→ **Record excerpts**
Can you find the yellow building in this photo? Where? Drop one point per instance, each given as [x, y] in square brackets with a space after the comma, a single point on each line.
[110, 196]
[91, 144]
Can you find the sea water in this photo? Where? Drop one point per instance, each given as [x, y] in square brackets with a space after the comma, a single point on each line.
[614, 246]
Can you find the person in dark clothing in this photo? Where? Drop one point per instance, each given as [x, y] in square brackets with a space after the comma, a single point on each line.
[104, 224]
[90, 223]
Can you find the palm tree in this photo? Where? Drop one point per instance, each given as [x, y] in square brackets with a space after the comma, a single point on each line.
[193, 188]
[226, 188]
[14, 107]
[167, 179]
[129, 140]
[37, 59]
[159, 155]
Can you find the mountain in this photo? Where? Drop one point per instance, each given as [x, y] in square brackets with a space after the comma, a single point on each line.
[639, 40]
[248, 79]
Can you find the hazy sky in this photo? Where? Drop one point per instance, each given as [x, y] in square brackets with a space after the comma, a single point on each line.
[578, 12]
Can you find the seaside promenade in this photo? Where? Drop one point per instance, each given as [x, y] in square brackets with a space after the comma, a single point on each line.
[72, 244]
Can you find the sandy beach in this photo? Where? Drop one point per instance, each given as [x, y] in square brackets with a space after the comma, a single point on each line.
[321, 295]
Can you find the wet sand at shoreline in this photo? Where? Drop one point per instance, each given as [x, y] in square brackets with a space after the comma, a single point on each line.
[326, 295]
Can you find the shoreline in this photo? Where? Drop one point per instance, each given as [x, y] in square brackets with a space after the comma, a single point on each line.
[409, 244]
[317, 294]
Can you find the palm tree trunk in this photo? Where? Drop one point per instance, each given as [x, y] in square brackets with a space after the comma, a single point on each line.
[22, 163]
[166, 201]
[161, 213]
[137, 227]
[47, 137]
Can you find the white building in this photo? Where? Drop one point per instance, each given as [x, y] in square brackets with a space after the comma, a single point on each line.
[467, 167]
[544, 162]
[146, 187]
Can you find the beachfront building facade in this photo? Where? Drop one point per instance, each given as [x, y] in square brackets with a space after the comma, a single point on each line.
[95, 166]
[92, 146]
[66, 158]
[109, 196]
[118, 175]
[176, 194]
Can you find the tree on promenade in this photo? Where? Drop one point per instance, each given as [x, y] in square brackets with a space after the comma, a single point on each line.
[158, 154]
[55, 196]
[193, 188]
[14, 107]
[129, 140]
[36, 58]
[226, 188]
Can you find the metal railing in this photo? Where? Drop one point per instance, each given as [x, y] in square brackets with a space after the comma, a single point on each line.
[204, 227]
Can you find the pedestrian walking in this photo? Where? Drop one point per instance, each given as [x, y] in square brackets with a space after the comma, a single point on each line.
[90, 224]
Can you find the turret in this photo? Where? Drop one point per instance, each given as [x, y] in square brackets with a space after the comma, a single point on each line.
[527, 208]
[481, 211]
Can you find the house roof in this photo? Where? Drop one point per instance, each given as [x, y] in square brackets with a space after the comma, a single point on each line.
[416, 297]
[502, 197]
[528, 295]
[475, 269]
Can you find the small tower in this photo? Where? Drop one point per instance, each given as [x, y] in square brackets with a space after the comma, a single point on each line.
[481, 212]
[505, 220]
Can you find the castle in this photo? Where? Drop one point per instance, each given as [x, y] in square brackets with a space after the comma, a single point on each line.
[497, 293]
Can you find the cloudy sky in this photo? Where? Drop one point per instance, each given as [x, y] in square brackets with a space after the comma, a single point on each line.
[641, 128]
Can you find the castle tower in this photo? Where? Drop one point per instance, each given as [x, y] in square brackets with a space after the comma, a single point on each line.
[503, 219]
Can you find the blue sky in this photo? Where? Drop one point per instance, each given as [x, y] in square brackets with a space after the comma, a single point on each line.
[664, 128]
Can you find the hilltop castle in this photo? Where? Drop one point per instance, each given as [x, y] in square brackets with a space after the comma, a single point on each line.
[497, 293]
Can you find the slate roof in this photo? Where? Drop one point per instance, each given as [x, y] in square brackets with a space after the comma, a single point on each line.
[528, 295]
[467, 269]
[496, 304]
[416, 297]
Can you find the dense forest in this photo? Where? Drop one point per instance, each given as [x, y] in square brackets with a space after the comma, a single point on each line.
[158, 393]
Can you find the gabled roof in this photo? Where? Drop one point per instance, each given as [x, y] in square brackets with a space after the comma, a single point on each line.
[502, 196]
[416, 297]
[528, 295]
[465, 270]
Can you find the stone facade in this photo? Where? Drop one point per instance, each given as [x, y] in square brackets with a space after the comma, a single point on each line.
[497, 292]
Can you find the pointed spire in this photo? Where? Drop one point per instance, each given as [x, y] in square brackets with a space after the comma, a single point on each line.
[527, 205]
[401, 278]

→ **Written request**
Exactly reproduce the material above.

→ **Finished exercise**
Can you find the yellow building in this photo? Where? Drop one point per instance, each given as [x, y] in square brackets with a space after the comma, a single point on each line.
[110, 196]
[91, 144]
Can you find the sea water in this photo? Where? Drop one point per instance, each given as [x, y] in square brackets with a space after the comma, a single point on each line.
[614, 246]
Can you find the person in dark clothing in this photo? Where? Drop one point per instance, each given as [x, y] in square brackets with a space after the comma, a single point on each line.
[104, 224]
[90, 223]
Can you find the palm tree in this photo? Where? Drop one point per instance, each given as [x, y] in square brackets with a space after the comma, a single point on each line.
[193, 188]
[226, 188]
[14, 107]
[167, 179]
[129, 140]
[37, 59]
[159, 155]
Can you find the mountain in this photo? Where? Drop one point per instance, each given as [x, y] in square brackets with a space after the comma, a single point on each line.
[639, 40]
[248, 79]
Can you find the hazy sky in this photo? Where? Drop one point per instance, each given as [x, y] in square brackets with a space after the comma, a single point on each line.
[578, 12]
Can you find the seaside promenade in this photo? Where? Drop one point per instance, each given as [x, y] in square brackets with a space after the comma, a single point on each line.
[72, 244]
Can you find the sandy beach in this photo? Where? Drop one point per instance, each given as [x, y] in square brackets with a space after the comma, a single point on each line.
[321, 295]
Can you find the wet sand at shoreline in this photo? Where? Drop one point per instance, each given as [x, y] in square brackets with a space after the comma, a single point on each line.
[326, 295]
Can you find the shoreline in this photo? Where? Drop one point per instance, each given as [x, y] in square brackets with a space after the comma, a single point on each line.
[409, 244]
[317, 294]
Can you find the palm tree trunk in this photo? Where? Drop one point per instance, each given as [x, y] in square brackets with a space after the comma, a single point on each line.
[22, 163]
[166, 201]
[161, 213]
[137, 227]
[47, 137]
Can you find the white building in this photo? Where? Drop one point per instance, each given as [x, y] in square brackets with a space after the comma, a single point on each line.
[467, 167]
[544, 162]
[146, 187]
Can you find the beachfront building facade in this photo? Where? Drop one point per instance, each given as [x, y] in square brackets with a space after the comma, a single point on each line.
[95, 166]
[92, 146]
[66, 158]
[109, 196]
[118, 175]
[176, 194]
Can you find the tree on promenade in this photo? Where? Drop one point per instance, each given as [x, y] in square brackets with a space after the comma, a single point on each line.
[158, 154]
[55, 196]
[193, 188]
[14, 107]
[129, 140]
[36, 58]
[226, 188]
Can you find the metal railing in this photo? Where? Drop one point per instance, each given as [x, y] in square brackets with a space after the comma, a single point on each line.
[204, 227]
Can you find the pedestrian walking in this photo? Where? Drop one point per instance, each given as [x, y] in square brackets with a space after the comma, a single point on each line.
[90, 224]
Can you find the turret in this photo? Where? Drop one point per instance, each given as [x, y] in square brackets with a space after the comma, a single point on each line.
[527, 208]
[481, 211]
Can you find the house roof in this photo? Where? Drop one point per instance, each given as [x, y] in square brackets with a space after the comma, a single point on each line.
[416, 297]
[502, 197]
[528, 295]
[475, 269]
Can you find the small tower in this photo? Where? Drop one point per instance, each given as [x, y] in square brackets with a space after the comma, a single point on each line.
[481, 212]
[505, 220]
Can you find the castle in this photo? Where? Drop one point per instance, each given as [x, y] in square brackets with a space after the comma, a single point on each line.
[497, 293]
Can you find the cloudy sky in this photo? Where? Drop one point per instance, each given as [x, y] in square brackets with a space after the comma, a single point on each line.
[641, 128]
Can you find the castle tower in this photo? Where? Drop one point per instance, each given as [x, y] in square brackets with a space after the comma, a single point on each line.
[503, 219]
Can you find the blue sky in this photo? Where? Drop one point per instance, each given as [x, y] in square brackets with a space after the comma, a single point on each line.
[664, 128]
Can you find the hilltop castle in this photo? Where? Drop one point per instance, each given as [x, y] in square brackets with a space after the comma, a single point on each line.
[497, 293]
Can you find the slate roof in this photo? Where? Drop one point per instance, each given as [x, y] in square brackets with a space after the comma, a single point on each line.
[528, 295]
[467, 269]
[496, 304]
[416, 297]
Can you find the dense forest in this photo? Where? Drop one point per instance, each given as [x, y] in square brackets with a space after the comma, a single point on each line.
[158, 393]
Can you find the gabled roof in this photo? Where? Drop one point per instance, each given as [x, y] in square brackets with a space after the comma, a single point on each line.
[502, 196]
[416, 297]
[528, 295]
[465, 270]
Can you find the stone facade in this photo? Where? Drop one point per instance, each given as [x, y] in square brackets with a space after the comma, a single point on each line.
[497, 292]
Can you find the pointed spire in this photo? Where? Drop one point per instance, each given as [x, y] in square brackets with a space after the comma, a single point on each line.
[527, 205]
[401, 278]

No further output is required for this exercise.